## [Exercise brief]
From the line containing "Note to the class: find each instance of the toasted" through the last line of the material, copy every line exactly, both ends inclusive; do not copy pictures.

----

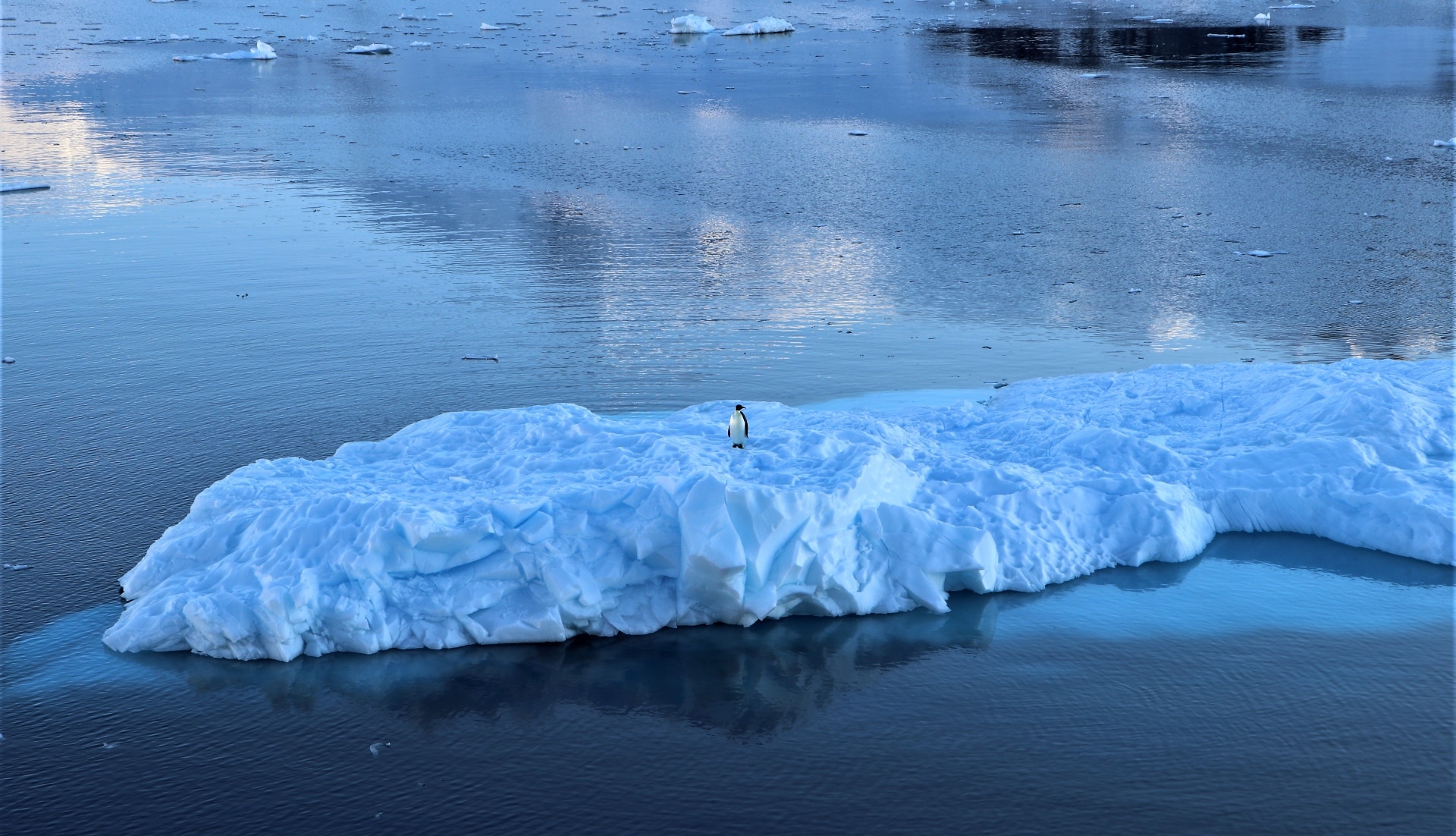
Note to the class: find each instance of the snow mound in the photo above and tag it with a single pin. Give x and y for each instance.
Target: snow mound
(691, 25)
(259, 53)
(541, 523)
(762, 27)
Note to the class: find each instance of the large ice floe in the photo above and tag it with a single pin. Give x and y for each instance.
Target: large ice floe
(541, 523)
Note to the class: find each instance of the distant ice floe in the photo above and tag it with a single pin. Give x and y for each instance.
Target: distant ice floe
(259, 53)
(762, 27)
(542, 523)
(691, 25)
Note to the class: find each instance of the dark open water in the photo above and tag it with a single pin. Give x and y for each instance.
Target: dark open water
(386, 216)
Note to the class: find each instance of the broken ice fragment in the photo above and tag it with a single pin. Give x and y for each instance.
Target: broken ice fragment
(691, 25)
(762, 27)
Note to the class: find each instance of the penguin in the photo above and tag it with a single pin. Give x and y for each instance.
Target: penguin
(739, 427)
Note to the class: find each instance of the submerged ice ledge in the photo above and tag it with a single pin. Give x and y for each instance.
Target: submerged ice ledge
(541, 523)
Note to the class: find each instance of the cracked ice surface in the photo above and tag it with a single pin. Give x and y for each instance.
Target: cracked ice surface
(541, 523)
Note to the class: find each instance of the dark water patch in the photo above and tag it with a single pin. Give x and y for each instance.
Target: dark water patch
(1181, 47)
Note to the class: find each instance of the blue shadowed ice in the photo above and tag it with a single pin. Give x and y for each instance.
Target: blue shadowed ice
(548, 522)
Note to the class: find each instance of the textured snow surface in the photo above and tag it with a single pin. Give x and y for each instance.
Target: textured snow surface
(762, 27)
(691, 25)
(539, 523)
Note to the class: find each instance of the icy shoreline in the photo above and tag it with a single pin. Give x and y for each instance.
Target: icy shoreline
(541, 523)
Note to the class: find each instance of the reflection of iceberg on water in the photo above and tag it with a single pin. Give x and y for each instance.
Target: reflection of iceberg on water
(691, 25)
(259, 53)
(745, 682)
(544, 523)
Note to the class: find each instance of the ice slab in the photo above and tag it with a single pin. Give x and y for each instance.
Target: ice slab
(762, 27)
(541, 523)
(691, 25)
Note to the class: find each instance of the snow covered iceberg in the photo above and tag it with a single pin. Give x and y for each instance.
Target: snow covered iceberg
(541, 523)
(762, 27)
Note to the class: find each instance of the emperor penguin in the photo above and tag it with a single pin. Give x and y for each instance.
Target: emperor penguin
(739, 427)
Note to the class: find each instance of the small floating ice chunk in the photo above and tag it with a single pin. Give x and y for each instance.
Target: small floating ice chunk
(691, 25)
(762, 27)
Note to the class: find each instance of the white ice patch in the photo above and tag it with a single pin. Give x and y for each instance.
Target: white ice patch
(762, 27)
(541, 523)
(691, 25)
(259, 53)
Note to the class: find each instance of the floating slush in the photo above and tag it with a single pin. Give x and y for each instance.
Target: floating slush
(541, 523)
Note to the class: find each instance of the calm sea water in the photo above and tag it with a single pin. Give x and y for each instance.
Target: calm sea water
(249, 259)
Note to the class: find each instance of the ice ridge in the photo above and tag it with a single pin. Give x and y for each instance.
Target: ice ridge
(546, 522)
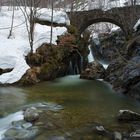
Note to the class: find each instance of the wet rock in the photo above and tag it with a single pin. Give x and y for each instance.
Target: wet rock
(21, 134)
(31, 114)
(57, 138)
(93, 71)
(100, 130)
(117, 136)
(127, 115)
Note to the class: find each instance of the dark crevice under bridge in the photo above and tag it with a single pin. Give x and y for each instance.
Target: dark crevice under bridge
(124, 17)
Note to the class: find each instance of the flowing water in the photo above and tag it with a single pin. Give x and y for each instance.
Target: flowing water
(84, 101)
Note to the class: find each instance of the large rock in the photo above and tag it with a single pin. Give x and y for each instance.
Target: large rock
(94, 70)
(125, 76)
(31, 114)
(21, 134)
(128, 115)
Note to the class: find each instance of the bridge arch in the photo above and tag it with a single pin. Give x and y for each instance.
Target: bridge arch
(100, 20)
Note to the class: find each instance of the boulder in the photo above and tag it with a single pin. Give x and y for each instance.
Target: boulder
(128, 115)
(21, 134)
(31, 114)
(94, 70)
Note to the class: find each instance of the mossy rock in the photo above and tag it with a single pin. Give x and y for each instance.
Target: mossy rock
(72, 29)
(49, 70)
(34, 59)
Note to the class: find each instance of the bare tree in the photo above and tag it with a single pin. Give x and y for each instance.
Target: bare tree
(29, 11)
(52, 7)
(12, 21)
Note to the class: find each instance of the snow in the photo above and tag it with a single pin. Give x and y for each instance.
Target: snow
(14, 50)
(59, 17)
(114, 29)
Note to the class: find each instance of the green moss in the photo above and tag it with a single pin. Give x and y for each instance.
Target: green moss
(72, 29)
(34, 59)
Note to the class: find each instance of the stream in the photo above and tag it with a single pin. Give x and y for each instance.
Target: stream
(84, 102)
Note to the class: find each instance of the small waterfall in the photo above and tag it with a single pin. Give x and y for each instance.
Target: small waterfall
(5, 123)
(90, 56)
(76, 63)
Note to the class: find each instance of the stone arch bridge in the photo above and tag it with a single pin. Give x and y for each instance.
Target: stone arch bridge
(124, 17)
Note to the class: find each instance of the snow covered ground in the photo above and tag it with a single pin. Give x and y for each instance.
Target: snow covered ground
(14, 50)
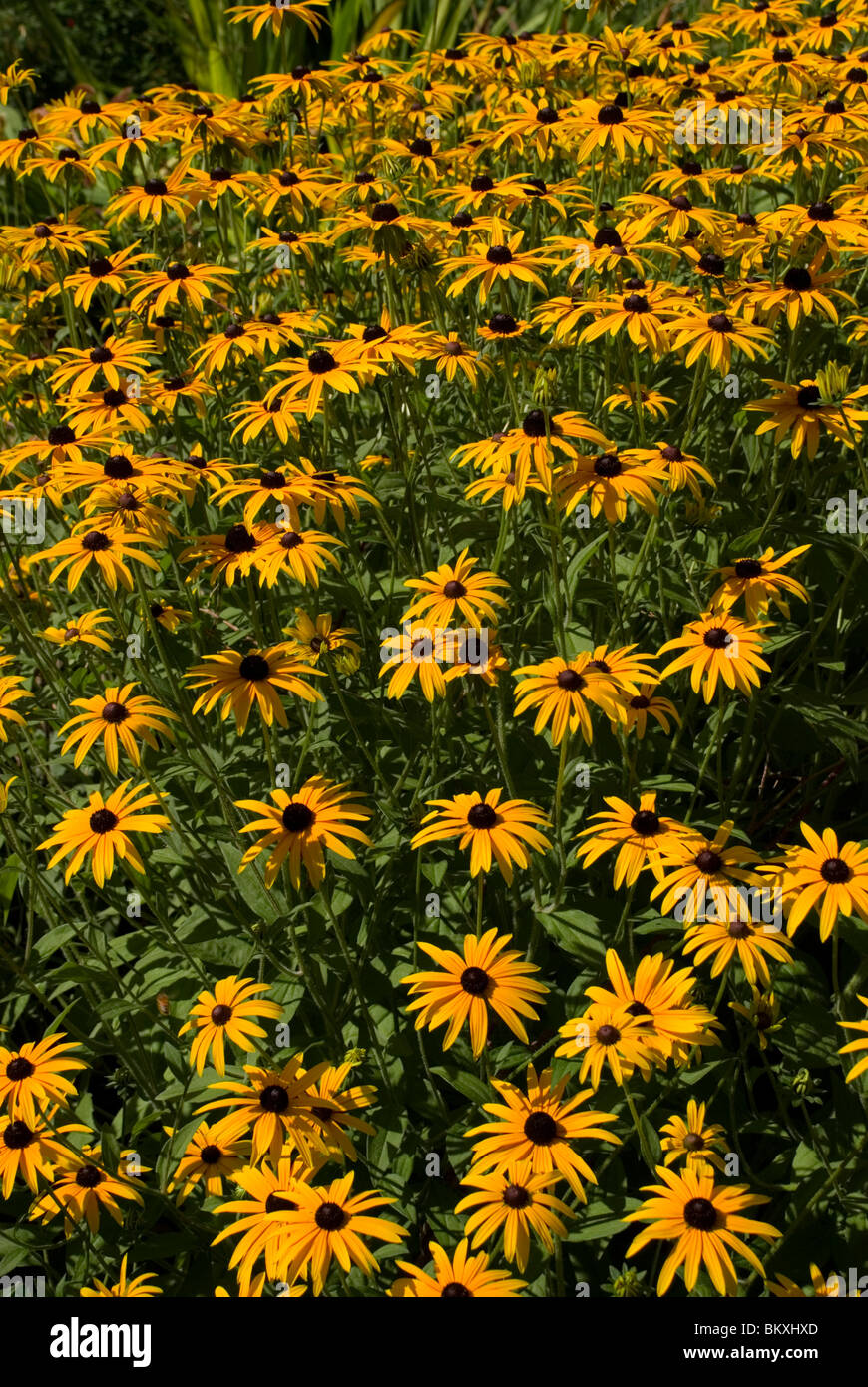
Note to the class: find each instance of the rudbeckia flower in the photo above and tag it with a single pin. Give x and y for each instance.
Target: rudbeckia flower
(298, 827)
(827, 877)
(540, 1128)
(35, 1074)
(242, 682)
(718, 647)
(330, 1222)
(515, 1202)
(706, 1220)
(693, 1141)
(227, 1014)
(214, 1153)
(452, 591)
(484, 977)
(107, 551)
(82, 1188)
(117, 715)
(84, 629)
(490, 828)
(458, 1276)
(640, 835)
(103, 831)
(276, 1107)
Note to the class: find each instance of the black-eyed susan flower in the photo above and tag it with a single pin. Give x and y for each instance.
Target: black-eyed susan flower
(824, 875)
(456, 1276)
(641, 836)
(562, 693)
(117, 717)
(761, 1013)
(696, 867)
(724, 941)
(298, 554)
(255, 680)
(801, 411)
(717, 336)
(501, 259)
(85, 629)
(760, 582)
(609, 1035)
(452, 591)
(513, 1204)
(337, 1109)
(128, 1287)
(468, 986)
(330, 1222)
(493, 831)
(413, 652)
(34, 1075)
(661, 999)
(704, 1219)
(31, 1149)
(540, 1127)
(214, 1153)
(274, 1106)
(227, 1014)
(718, 647)
(320, 636)
(270, 1193)
(10, 693)
(82, 1188)
(103, 829)
(692, 1139)
(298, 827)
(647, 702)
(107, 551)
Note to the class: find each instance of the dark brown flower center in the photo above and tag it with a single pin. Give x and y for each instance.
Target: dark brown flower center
(708, 861)
(254, 668)
(116, 713)
(17, 1137)
(88, 1177)
(274, 1202)
(569, 680)
(274, 1099)
(330, 1218)
(645, 822)
(481, 816)
(835, 871)
(516, 1197)
(297, 817)
(18, 1068)
(474, 981)
(540, 1128)
(700, 1213)
(608, 465)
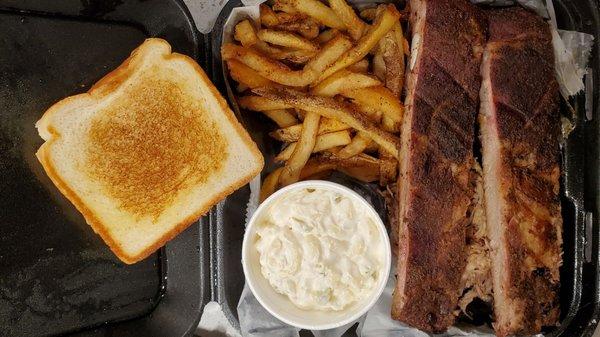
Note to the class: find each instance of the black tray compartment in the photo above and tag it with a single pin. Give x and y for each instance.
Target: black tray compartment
(580, 291)
(56, 276)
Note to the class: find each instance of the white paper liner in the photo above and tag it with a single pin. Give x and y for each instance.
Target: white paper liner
(572, 51)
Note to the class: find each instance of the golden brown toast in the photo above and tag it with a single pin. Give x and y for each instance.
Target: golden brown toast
(147, 150)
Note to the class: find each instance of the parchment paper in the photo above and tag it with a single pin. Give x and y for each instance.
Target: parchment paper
(572, 51)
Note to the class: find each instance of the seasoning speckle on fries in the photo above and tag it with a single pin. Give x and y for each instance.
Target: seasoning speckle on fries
(331, 79)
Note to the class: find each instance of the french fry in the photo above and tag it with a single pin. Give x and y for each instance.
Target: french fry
(379, 65)
(361, 66)
(388, 168)
(246, 75)
(270, 184)
(382, 99)
(294, 56)
(318, 11)
(392, 52)
(367, 174)
(368, 14)
(323, 142)
(323, 175)
(286, 39)
(362, 167)
(244, 33)
(299, 23)
(327, 35)
(384, 23)
(308, 28)
(353, 23)
(258, 103)
(301, 154)
(370, 112)
(315, 166)
(282, 74)
(344, 80)
(283, 118)
(268, 18)
(358, 144)
(284, 6)
(292, 133)
(331, 108)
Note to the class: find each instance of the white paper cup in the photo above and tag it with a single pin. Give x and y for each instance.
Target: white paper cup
(279, 305)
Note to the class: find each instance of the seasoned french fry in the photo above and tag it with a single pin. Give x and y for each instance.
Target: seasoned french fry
(331, 108)
(358, 144)
(380, 27)
(371, 113)
(392, 51)
(344, 80)
(268, 18)
(307, 27)
(324, 142)
(306, 143)
(284, 6)
(246, 75)
(379, 65)
(282, 74)
(258, 103)
(286, 39)
(318, 11)
(292, 133)
(294, 56)
(388, 168)
(362, 167)
(361, 66)
(245, 34)
(270, 184)
(283, 118)
(382, 99)
(353, 23)
(368, 14)
(315, 166)
(367, 174)
(327, 35)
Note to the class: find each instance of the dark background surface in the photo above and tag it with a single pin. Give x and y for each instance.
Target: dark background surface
(56, 275)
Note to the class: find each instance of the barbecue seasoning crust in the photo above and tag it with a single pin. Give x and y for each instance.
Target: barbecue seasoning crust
(436, 191)
(520, 134)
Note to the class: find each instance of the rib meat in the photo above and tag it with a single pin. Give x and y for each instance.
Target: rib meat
(436, 188)
(519, 133)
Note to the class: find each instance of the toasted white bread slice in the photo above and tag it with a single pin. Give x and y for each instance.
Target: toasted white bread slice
(147, 150)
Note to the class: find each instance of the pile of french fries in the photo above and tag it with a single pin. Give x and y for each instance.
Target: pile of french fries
(331, 78)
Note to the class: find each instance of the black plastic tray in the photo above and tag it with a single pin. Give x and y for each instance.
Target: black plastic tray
(580, 296)
(56, 276)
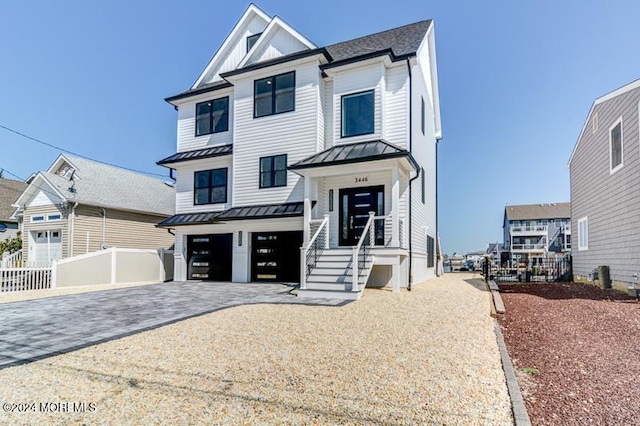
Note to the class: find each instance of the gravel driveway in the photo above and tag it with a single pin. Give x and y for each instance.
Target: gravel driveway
(425, 356)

----

## [Problem solution]
Note to the class: find each instance of the toasted white bread slice in the photo above and tag it with a single pin. Give x and y for each instance.
Target: toasted white bread slice
(147, 150)
Note to the class: find each instance of the pile of french fries in the photo above and tag it with a single pin. Give x and y for each instance.
Target: pile of french fries
(331, 78)
Note to the class: find each instance of the black plastic tray in the photo above and tag it with a single pin. Give x and y for each instance.
Target: black plastic tray
(580, 296)
(56, 276)
Note to the class: find each instance of the gravel driveway in the photo above and tag it with a single pin. Give x and y for each instance.
Target: gravel driveway
(425, 356)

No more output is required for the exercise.